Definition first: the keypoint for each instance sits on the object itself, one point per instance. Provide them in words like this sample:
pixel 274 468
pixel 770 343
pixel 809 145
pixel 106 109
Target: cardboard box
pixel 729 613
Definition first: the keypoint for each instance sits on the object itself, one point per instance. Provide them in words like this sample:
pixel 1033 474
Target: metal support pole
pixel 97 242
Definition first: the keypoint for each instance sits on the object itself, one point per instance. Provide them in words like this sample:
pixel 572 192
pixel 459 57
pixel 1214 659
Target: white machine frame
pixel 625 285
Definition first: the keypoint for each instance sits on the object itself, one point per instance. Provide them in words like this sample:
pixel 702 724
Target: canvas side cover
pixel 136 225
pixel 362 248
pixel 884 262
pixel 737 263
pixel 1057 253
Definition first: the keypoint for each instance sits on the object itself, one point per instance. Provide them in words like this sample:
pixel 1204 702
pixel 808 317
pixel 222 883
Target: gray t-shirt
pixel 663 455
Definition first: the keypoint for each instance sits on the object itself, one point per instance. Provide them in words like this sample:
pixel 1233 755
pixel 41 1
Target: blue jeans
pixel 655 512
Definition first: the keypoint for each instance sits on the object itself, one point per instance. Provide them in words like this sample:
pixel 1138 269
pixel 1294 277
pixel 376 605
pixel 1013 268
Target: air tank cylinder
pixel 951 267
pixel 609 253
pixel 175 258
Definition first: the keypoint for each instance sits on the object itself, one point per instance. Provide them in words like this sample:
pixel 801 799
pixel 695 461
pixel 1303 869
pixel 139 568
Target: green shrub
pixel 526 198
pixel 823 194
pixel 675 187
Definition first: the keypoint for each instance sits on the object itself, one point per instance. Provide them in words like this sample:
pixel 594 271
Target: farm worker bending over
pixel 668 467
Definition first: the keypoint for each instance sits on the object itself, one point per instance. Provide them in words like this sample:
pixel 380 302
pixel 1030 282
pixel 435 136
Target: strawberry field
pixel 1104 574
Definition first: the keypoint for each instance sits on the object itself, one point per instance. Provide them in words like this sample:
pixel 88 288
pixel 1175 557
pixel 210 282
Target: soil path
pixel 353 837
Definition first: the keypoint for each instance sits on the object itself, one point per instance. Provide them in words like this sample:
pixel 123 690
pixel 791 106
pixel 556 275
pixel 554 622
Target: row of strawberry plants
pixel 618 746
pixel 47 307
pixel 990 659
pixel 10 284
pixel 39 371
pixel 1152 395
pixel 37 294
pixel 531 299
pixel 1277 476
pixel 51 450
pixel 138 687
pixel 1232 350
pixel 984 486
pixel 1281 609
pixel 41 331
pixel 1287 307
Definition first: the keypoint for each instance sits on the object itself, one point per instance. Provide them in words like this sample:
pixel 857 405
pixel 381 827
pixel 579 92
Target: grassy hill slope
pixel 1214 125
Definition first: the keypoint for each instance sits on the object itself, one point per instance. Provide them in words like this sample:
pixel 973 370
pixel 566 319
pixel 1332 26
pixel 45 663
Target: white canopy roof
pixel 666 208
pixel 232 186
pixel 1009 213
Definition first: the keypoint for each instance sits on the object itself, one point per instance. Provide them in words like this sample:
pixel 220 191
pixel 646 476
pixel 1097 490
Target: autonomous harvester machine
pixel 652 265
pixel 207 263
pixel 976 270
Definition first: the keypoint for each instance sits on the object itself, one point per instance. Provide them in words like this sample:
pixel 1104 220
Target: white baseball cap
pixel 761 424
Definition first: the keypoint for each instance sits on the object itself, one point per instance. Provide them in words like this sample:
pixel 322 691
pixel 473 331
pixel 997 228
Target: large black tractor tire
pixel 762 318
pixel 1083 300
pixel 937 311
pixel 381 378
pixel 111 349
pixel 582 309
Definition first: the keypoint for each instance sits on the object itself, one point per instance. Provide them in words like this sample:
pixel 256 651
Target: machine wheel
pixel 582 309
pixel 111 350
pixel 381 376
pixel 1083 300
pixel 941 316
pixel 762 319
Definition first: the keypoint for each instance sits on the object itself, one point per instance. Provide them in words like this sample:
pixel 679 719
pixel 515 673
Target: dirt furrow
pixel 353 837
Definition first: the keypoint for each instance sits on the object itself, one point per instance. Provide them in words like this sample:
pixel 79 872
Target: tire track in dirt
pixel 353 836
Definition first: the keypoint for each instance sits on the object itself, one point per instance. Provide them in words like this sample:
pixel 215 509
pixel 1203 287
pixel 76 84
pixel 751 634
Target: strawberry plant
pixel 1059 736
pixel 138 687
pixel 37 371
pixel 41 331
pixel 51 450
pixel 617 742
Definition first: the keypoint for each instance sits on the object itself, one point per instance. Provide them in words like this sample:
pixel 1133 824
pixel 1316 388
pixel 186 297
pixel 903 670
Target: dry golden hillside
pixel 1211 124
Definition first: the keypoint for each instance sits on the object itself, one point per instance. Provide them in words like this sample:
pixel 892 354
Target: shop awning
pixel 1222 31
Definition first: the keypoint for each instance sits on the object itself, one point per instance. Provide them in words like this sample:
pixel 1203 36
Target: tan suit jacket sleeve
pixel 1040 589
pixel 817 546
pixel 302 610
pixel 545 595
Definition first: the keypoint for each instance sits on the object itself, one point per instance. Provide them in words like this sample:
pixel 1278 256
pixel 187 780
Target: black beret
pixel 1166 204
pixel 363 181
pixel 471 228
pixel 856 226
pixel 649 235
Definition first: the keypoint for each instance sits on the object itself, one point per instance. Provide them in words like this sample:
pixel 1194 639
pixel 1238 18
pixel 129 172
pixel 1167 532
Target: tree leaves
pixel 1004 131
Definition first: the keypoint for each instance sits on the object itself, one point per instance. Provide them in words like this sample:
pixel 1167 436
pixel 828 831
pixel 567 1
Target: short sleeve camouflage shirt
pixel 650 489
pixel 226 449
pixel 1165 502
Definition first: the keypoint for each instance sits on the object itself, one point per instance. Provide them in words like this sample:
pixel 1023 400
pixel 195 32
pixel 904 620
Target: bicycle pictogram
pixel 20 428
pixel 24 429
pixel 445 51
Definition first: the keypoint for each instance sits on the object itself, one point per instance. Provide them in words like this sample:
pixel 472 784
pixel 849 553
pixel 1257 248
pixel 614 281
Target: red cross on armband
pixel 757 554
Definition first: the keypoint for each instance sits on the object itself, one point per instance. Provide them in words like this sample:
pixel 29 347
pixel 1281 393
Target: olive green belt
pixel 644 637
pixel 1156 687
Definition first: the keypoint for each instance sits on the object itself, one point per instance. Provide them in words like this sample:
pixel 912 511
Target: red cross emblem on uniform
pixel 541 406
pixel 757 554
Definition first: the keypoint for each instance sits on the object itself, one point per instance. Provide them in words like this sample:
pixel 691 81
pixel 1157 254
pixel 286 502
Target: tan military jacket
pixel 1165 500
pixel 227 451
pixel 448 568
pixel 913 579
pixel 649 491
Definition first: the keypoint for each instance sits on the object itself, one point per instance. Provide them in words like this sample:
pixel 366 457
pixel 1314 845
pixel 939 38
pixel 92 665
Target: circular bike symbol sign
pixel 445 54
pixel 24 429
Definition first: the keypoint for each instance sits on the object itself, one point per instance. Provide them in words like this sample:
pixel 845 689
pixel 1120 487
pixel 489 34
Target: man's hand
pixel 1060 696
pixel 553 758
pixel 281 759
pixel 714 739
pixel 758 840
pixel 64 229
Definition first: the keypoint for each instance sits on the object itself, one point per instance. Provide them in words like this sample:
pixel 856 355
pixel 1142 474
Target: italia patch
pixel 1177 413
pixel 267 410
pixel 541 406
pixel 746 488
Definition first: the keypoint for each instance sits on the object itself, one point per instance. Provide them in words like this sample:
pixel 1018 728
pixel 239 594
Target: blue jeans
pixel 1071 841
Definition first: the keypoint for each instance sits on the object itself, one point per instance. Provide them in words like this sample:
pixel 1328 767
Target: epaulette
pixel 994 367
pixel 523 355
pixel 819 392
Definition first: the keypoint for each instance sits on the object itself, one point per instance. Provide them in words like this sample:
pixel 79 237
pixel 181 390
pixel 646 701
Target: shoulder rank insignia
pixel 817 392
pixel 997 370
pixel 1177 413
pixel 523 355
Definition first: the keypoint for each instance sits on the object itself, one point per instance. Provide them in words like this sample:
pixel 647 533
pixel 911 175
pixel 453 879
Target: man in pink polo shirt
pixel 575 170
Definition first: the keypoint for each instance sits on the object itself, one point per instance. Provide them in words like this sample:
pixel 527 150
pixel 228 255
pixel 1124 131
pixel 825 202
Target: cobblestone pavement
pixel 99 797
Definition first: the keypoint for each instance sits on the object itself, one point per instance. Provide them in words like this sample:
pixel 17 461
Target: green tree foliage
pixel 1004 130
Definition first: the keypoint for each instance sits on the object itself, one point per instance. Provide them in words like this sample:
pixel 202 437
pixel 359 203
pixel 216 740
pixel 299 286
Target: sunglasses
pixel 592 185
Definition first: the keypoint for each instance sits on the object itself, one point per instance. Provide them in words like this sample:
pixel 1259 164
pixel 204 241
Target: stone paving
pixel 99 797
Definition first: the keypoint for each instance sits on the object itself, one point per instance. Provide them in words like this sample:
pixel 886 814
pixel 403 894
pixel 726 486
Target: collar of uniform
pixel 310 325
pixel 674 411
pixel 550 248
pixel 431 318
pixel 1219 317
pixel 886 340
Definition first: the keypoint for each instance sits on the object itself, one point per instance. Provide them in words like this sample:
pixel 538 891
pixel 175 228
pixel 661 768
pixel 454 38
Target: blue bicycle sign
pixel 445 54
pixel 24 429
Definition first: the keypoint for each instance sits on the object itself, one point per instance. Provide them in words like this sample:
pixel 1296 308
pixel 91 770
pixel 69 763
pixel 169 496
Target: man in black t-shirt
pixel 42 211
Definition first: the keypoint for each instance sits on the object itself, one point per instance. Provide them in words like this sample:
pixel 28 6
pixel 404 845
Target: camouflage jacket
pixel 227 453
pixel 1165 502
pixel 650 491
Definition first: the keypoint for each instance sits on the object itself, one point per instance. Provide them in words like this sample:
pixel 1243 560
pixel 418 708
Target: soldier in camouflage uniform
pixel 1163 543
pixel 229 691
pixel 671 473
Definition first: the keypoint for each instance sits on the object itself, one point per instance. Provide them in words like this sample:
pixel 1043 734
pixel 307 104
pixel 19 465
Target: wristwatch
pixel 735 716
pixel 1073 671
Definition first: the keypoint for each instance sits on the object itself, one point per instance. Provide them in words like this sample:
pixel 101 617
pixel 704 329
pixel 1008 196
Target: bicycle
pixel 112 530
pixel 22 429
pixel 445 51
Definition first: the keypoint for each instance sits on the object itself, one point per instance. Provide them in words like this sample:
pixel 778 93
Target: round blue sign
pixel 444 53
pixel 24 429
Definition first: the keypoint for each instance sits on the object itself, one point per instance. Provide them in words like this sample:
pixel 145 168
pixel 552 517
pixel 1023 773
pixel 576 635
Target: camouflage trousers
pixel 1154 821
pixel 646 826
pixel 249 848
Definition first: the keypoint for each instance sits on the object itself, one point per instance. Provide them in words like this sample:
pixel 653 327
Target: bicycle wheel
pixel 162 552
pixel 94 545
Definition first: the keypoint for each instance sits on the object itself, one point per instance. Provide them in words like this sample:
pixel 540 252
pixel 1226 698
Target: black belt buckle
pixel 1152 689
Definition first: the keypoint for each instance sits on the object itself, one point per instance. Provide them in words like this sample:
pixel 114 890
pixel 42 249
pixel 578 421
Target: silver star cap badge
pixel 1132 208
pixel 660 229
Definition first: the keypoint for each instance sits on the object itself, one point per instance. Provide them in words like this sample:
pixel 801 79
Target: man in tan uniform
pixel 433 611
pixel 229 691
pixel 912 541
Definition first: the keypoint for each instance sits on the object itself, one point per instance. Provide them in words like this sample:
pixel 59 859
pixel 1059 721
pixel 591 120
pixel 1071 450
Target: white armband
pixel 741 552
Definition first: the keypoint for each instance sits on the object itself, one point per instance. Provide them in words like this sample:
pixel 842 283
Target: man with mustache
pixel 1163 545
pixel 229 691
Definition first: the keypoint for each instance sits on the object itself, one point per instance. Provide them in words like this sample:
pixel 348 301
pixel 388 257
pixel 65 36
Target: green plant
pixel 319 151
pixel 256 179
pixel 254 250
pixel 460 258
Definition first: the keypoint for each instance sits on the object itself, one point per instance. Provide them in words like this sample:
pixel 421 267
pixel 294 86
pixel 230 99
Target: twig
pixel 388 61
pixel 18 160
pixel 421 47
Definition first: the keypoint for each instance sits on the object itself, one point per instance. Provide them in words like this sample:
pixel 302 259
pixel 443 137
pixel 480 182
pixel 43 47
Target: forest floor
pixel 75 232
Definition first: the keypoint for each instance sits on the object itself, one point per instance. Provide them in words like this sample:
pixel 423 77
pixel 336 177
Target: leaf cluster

---+---

- ASSIGNMENT
In the data above, retype exactly and only the lines between the one holding "pixel 939 38" and the one holding "pixel 489 34", inclusive.

- COMPLETED TASK
pixel 939 38
pixel 92 665
Target: circular bike symbol sign
pixel 445 54
pixel 24 429
Definition first: the keypoint for each instance sits on the object itself, one point per instance. Provide them in words like this sample:
pixel 845 689
pixel 1120 487
pixel 489 34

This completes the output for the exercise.